- **Source extract**:

[start]

# Second Sub Help



## jamesfrazier (Jul 24, 2011)

I was looking for a cheap budget sup to go along with my polk audio speakers (monitor 60 floor standing) and ended up buying the BIC F-12. It has done me very well and for the money I am still very pleased. I planned on buying two of these subs but something came up and I need the money to go else where. I now have the money to purchase the second sub I was planning to get. My question is would it be better to buy the same sub as I currently own or would a different sub such as the BIC V-1220 be a better choice just because of the different woofer position. It is basically the same sub but it down fires rather then my current front firing F-12. I obviously am not well educated so a little input would be appreciated.


----------



## eugovector (Sep 4, 2006)

[end]

- **Material supplied**:
[start]

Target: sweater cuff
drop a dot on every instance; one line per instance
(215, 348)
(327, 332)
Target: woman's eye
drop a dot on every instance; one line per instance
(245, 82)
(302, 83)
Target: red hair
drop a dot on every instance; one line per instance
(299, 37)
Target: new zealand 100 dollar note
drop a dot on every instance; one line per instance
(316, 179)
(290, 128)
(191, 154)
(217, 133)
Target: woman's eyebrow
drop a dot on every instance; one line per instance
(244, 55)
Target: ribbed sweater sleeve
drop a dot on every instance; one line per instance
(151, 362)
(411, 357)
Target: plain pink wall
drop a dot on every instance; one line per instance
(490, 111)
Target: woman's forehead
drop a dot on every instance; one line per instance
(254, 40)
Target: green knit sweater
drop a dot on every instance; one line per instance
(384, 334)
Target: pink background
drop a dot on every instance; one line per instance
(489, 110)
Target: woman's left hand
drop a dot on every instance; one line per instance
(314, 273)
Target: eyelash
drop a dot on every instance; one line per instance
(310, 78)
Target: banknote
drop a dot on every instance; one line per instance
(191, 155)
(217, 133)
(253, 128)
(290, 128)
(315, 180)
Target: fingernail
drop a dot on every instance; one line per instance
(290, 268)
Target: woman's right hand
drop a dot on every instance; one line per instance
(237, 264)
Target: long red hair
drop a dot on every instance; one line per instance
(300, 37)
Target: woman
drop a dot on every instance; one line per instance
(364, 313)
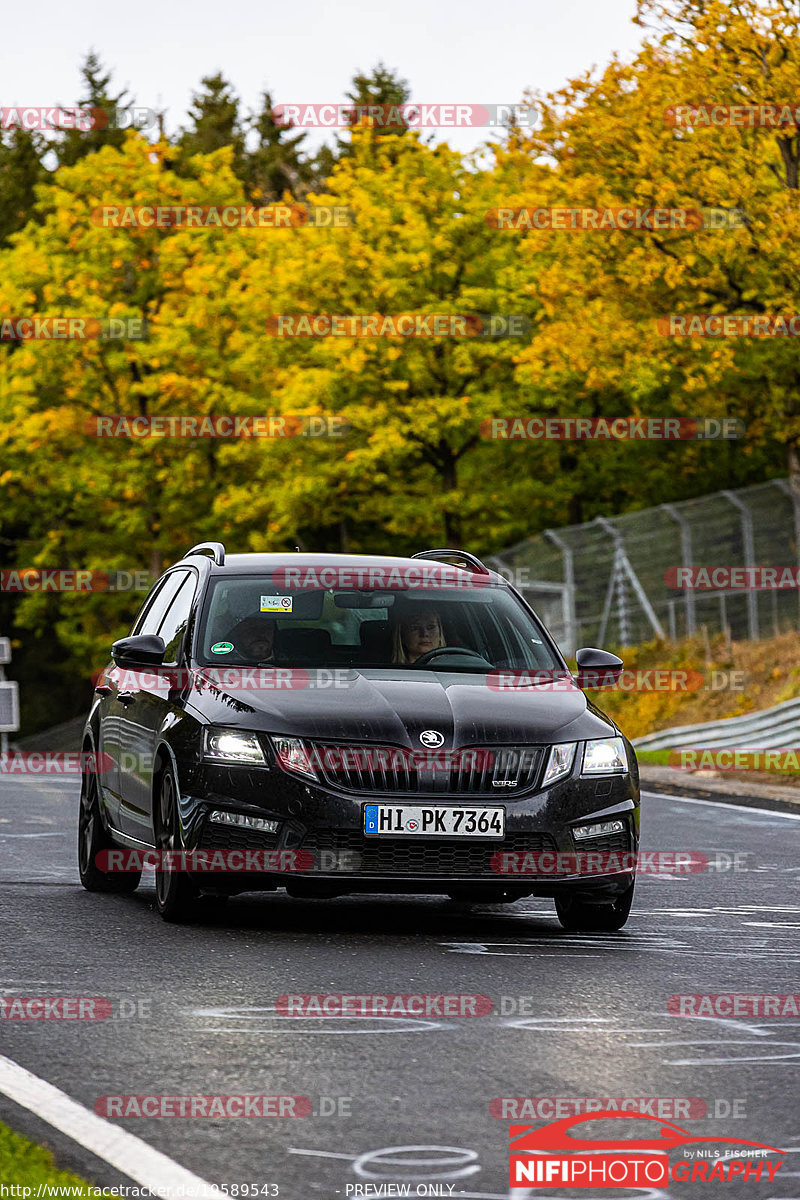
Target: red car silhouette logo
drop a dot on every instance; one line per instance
(555, 1137)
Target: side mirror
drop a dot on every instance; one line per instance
(144, 649)
(596, 669)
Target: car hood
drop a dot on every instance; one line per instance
(395, 707)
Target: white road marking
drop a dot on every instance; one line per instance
(115, 1146)
(744, 809)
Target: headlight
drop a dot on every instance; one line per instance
(230, 745)
(559, 762)
(294, 757)
(605, 756)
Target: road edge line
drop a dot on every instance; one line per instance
(121, 1150)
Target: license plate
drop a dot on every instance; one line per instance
(432, 821)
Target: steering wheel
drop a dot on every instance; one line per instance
(423, 659)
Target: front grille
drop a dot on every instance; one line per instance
(218, 837)
(388, 856)
(475, 771)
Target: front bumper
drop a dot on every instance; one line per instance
(326, 826)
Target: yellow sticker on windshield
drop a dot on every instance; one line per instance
(276, 604)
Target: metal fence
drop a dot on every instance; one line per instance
(606, 581)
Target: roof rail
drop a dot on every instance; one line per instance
(474, 563)
(216, 547)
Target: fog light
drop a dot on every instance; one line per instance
(597, 831)
(221, 817)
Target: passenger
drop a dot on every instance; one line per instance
(254, 639)
(415, 634)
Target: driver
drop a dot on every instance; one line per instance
(254, 637)
(415, 634)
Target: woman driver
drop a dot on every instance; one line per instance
(415, 634)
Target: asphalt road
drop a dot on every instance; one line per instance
(575, 1015)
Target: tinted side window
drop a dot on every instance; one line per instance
(148, 603)
(174, 624)
(154, 613)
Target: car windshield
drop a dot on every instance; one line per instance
(251, 621)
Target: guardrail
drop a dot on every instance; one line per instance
(767, 730)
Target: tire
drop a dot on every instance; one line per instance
(594, 916)
(475, 895)
(92, 839)
(176, 894)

[end]

- **What to work on**:
#1 Write out the part of the subwoofer forum thread starting at "## jamesfrazier (Jul" and ending at "(Sep 4, 2006)".
#2 Carry on the forum thread about buying a second subwoofer from the point where it stops.

- **Exercise answers**:
#1
## jamesfrazier (Jul 24, 2011)

I was looking for a cheap budget sup to go along with my polk audio speakers (monitor 60 floor standing) and ended up buying the BIC F-12. It has done me very well and for the money I am still very pleased. I planned on buying two of these subs but something came up and I need the money to go else where. I now have the money to purchase the second sub I was planning to get. My question is would it be better to buy the same sub as I currently own or would a different sub such as the BIC V-1220 be a better choice just because of the different woofer position. It is basically the same sub but it down fires rather then my current front firing F-12. I obviously am not well educated so a little input would be appreciated.


----------



## eugovector (Sep 4, 2006)

#2
Generally speaking, if you're using an auto EQ like Audyssey, you're going to want identical/identically performing subs. This ensures that audyssey won't boost frequencies that can be handled by one sub, but over drive the other. Of course, if your second sub goes lower, louder, cleaner than your first, the limiting factor won't be the sub you're buying, but the sub you already own.

I'm not familiar with the Bics except that the brand was well loved around the internet many years ago for it's bang/buck ratio. I'm not sure if their designs have held up among new offerings from other manufacturers.


----------



## tesseract (Aug 9, 2010)

The BIC F12 was well received at a recent GTG I attended, although I missed listening to it.

There were some big players at this gathering, so that speaks well for the BIC!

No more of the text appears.